▸ **What to do**
Pull out every one of the entries below and reproduce each line verbatim.

(Dataset rows on where objects appear)
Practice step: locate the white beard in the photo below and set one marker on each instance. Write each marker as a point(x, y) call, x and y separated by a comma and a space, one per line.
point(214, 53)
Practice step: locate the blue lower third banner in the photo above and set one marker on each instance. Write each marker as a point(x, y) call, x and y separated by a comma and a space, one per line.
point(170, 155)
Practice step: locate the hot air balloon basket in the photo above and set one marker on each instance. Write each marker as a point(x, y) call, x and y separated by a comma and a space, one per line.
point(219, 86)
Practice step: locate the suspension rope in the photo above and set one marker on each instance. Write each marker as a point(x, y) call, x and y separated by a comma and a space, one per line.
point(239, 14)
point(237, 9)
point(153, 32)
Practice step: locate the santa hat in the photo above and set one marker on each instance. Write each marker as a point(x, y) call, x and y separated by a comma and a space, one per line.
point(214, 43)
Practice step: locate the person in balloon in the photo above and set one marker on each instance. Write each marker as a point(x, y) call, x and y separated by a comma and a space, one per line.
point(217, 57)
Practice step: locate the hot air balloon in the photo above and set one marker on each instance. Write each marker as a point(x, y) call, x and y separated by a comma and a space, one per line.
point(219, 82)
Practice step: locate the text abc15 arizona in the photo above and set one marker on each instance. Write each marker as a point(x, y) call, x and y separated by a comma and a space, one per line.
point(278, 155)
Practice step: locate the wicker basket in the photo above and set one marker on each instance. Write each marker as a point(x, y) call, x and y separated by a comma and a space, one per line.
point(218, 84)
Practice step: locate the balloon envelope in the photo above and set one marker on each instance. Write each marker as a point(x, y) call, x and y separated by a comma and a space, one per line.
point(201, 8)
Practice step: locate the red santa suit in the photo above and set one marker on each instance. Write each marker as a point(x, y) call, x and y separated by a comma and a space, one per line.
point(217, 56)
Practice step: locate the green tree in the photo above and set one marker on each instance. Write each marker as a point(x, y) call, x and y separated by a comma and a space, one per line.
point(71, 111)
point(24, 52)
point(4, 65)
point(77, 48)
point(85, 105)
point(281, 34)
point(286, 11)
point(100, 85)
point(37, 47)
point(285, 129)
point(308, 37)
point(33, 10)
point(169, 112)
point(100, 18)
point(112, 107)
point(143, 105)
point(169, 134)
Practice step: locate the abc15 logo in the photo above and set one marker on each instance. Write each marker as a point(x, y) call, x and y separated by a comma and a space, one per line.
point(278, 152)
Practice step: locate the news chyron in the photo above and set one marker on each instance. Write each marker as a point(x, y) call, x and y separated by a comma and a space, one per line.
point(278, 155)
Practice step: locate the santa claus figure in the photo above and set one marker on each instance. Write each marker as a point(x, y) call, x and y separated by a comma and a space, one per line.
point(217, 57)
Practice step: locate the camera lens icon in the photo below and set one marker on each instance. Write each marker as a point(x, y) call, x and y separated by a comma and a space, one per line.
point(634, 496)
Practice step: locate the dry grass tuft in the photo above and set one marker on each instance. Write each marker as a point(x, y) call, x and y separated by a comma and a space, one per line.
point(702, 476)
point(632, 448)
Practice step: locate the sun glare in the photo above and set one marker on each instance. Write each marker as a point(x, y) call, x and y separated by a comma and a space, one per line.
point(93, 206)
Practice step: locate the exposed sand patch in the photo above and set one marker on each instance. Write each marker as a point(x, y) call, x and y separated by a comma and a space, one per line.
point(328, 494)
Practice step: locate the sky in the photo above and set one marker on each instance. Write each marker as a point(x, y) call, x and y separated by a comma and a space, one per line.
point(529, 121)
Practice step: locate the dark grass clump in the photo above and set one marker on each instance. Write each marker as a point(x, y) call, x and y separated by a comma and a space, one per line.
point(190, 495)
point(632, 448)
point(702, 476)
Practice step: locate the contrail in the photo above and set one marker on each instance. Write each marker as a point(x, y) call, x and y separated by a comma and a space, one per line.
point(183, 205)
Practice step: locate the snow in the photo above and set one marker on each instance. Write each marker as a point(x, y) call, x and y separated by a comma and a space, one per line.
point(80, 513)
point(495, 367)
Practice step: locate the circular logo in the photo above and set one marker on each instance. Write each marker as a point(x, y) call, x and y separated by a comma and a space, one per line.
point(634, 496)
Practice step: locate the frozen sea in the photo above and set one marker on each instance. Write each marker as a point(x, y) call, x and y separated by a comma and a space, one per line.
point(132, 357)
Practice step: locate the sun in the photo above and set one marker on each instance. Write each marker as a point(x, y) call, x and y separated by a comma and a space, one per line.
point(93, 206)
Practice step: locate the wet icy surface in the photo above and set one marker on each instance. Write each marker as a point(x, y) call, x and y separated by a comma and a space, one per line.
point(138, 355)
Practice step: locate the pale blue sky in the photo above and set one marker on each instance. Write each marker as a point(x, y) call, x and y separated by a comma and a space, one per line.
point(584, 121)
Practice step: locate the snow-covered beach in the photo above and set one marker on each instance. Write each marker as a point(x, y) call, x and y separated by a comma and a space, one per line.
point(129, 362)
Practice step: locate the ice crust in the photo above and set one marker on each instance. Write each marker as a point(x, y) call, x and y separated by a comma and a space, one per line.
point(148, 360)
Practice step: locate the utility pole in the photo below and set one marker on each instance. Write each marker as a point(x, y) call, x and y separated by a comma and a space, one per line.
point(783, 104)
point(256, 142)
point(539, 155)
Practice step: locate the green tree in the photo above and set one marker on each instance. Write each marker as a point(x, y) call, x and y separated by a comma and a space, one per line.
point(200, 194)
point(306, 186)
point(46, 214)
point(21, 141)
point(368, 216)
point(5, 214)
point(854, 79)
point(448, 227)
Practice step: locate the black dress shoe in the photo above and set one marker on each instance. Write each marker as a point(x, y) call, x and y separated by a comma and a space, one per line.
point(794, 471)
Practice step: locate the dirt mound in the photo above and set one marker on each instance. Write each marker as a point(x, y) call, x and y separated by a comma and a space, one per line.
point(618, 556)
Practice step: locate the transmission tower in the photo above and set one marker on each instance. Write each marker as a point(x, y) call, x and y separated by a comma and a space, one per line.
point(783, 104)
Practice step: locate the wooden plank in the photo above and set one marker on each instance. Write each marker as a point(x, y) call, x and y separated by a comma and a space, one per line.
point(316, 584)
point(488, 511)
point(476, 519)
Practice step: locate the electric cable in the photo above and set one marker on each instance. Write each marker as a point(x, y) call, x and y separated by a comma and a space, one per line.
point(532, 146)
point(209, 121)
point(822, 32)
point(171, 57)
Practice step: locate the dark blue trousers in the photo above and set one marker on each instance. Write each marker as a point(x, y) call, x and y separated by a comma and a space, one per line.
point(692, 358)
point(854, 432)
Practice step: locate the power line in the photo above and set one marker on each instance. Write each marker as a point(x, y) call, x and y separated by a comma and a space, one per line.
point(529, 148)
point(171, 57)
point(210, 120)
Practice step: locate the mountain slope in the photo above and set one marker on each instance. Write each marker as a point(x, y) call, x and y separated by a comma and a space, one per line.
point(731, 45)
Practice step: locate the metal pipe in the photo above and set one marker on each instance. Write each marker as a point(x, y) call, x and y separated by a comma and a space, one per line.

▸ **Task solution**
Practice step: locate the white beard in the photo below and set one marker on each instance. Write each marker as a point(x, y) call, x and y separated by a comma and a space, one per line.
point(214, 53)
Practice step: locate the blue lower third banner in the photo above and set one marker on each instance. Write each marker as a point(x, y) call, x and y separated by a comma and a space, one per line.
point(170, 155)
Practice step: locate the hot air balloon basket in the photo above and set one marker on each instance. Write each marker as a point(x, y) call, x and y separated by a comma and a space, one per line.
point(219, 86)
Practice step: locate the suspension rope in the photo above and set one marker on each instance. Write each marker as a point(x, y) call, x and y separated by a comma and a space, one per line.
point(239, 14)
point(237, 9)
point(153, 32)
Practice step: locate the santa hat in the photo above and set one marker on each instance. Write each marker as a point(x, y) call, x and y separated by a comma and a space, one per line.
point(214, 43)
Practice step: locate the person in balloon in the photo above and set one marker on each instance. Write each marker as a point(x, y) call, x and y separated by a comma and a space, one per line.
point(217, 57)
Practice step: locate the hot air balloon in the photo above and set one marker on each instance. Write each marker as a point(x, y) call, x and y separated by a comma and a space, one per line.
point(219, 82)
Practice step: locate the text abc15 arizona in the photo above and set one marker on each instance. Write each marker as a point(x, y) call, x and y separated by a comma and a space, one per line.
point(278, 155)
Practice step: locate the wicker basket in the photo above and set one marker on each instance. Write each marker as a point(x, y) call, x and y separated by a comma and a space, one per line.
point(218, 84)
Practice step: locate the balloon envelope in the photo above and set one marker on each instance. Write each marker as a point(x, y) call, x and y separated by a comma and a space, one per line.
point(201, 8)
Practice step: locate the red santa suit in the photo above and set one marker on each instance. Write each marker as a point(x, y) call, x and y separated by a comma and a space, one per line.
point(217, 56)
Practice step: locate the green tree in the photo above and set one marker on each instance. Write each marker as a point(x, y) call, x and y separated by a comma and a space, one per line.
point(71, 111)
point(24, 52)
point(4, 65)
point(77, 48)
point(85, 105)
point(281, 34)
point(286, 11)
point(100, 85)
point(37, 47)
point(285, 129)
point(308, 37)
point(33, 10)
point(169, 112)
point(100, 18)
point(112, 107)
point(143, 105)
point(169, 134)
Practice step: locate the abc15 logo in the photo above and set one marker on each instance. Write each marker as a point(x, y) call, x and y separated by a comma and a space, one per line.
point(278, 152)
Practice step: locate the news chyron in the photo above and set one marker on each instance. Write each marker as a point(x, y) call, x and y separated by a comma and a space, one per line.
point(278, 155)
Practice step: locate the santa claus figure in the photo above and set one marker on each instance. Write each marker as a point(x, y) call, x and y separated by a comma and a space, one per line.
point(217, 57)
Practice step: locate the camera lens icon in the photo below and set one marker on each instance. Write each marker as a point(x, y) call, x and y separated by a comma and a space, one per line.
point(634, 496)
Practice step: locate the dry grass tuft in the photo above and set one marker on each instance. Write each marker as a point(x, y) call, x and y separated by a comma and a space, one per line.
point(702, 476)
point(632, 448)
Practice step: locate the sun glare in the photo above and set one marker on each instance. Write each marker as a point(x, y) call, x and y separated by a comma and a space, one per line.
point(93, 206)
Practice step: locate the exposed sand patch in the photo above and set one marker on each instance. Write each marker as a point(x, y) call, x and y separated by a comma and a space, one per line.
point(328, 494)
Practice step: locate the sky in the photo above and set one marker on each instance. Write each marker as a point(x, y) call, x and y separated by a comma and a space, one per line.
point(529, 121)
Practice step: locate the dark grass clump in the photo above and set one marker on each instance. Write each marker as a point(x, y) call, x and y separated by a comma and a space, one per line.
point(190, 495)
point(632, 448)
point(702, 476)
Practice step: locate the contrail in the photo above and set one marker on each instance. Write each marker as a point(x, y) call, x and y separated by a comma and a space, one per line.
point(183, 205)
Practice step: locate the snow in the photo above and set one marker on each instance. Write each marker as a point(x, y) call, x and y separated by a comma and a space, one per line.
point(80, 513)
point(495, 367)
Practice step: locate the circular logo in the photo above and set one marker on each instance. Write each marker as a point(x, y) call, x and y separated by a comma and a space, one per line.
point(634, 496)
Practice step: locate the frozen sea in the photo above and set one marker on each instance. Write each marker as a point(x, y) call, x and y separated by a comma and a space, one per line.
point(132, 357)
Practice step: locate the sun in the photo above and set one marker on each instance. Write each marker as a point(x, y) call, x and y separated by a comma and a space, one per line.
point(93, 206)
Practice step: locate the wet icy surface in the photo above and set one marker on each instance. Write each marker as a point(x, y) call, x and y separated by a comma and a space, one per line.
point(138, 355)
Practice step: locate the pale blue sky in the photo above and set one marker on each instance. Write each marker as a point(x, y) call, x and y separated by a comma and a space, one per line.
point(584, 121)
Practice step: locate the snow-covered beach in the photo above and set one marker on each instance. Write each marker as a point(x, y) call, x and y separated by a comma and a space, one per line.
point(129, 362)
Practice step: locate the ice crust in the photo above and set one marker on each instance. Write each marker as a point(x, y) call, x and y separated by a comma and a space, one per line.
point(148, 360)
Practice step: locate the utility pole in the photo below and set one marker on each instance. Write each marker as a point(x, y) call, x and y separated by a comma and a space, one per line.
point(783, 104)
point(256, 142)
point(539, 155)
Practice step: locate the green tree in the photo above and set one marker on each instance. Write each marker as a point(x, y) call, x and y separated by a comma and a space, one per line.
point(200, 194)
point(306, 186)
point(46, 214)
point(21, 141)
point(368, 216)
point(5, 214)
point(854, 79)
point(448, 227)
Practice step: locate the black dress shoe in the photo above and set one marker on each instance. Write each marker as a point(x, y) call, x and y separated by a comma and a space, one per line.
point(794, 471)
Practice step: locate the dirt mound in the photo above and set one marker on each instance. Write each marker as a point(x, y) call, x and y separated by a comma and a space, one per line.
point(618, 556)
Practice step: locate the transmission tower in the photo above and set one marker on each instance. Write each marker as a point(x, y) call, x and y separated by a comma and a space, one per line.
point(783, 104)
Practice step: locate the wooden plank in the photo above and set one marker on each instance. Write each marker as a point(x, y) call, x and y separated by a comma and a space, one per line.
point(316, 584)
point(488, 511)
point(476, 519)
Practice step: locate the electric cable in the photo above and set one marker on each instance. Write each marker as a point(x, y) call, x and y separated by a comma and a space, one per line.
point(532, 146)
point(209, 121)
point(822, 32)
point(171, 57)
Practice step: locate the dark blue trousers in the photo above and set one marker on each instance. Write each marker as a point(x, y) call, x and y separated by a comma and a space, one per line.
point(692, 358)
point(854, 432)
Practice step: locate the power line in the photo above and set one marker on each instance. Write each marker as a point(x, y) call, x and y separated by a comma and a space, one per line.
point(529, 148)
point(171, 57)
point(210, 120)
Practice step: locate the mountain slope in the photo above and set one marker on each instance. Write each marker as a point(x, y) call, x and y separated by a comma and a space, one per line.
point(731, 45)
Practice step: locate the metal pipe in the photo above and set one marker on each instance. Write each marker as a point(x, y) call, x and y separated by a comma and a space, one per line.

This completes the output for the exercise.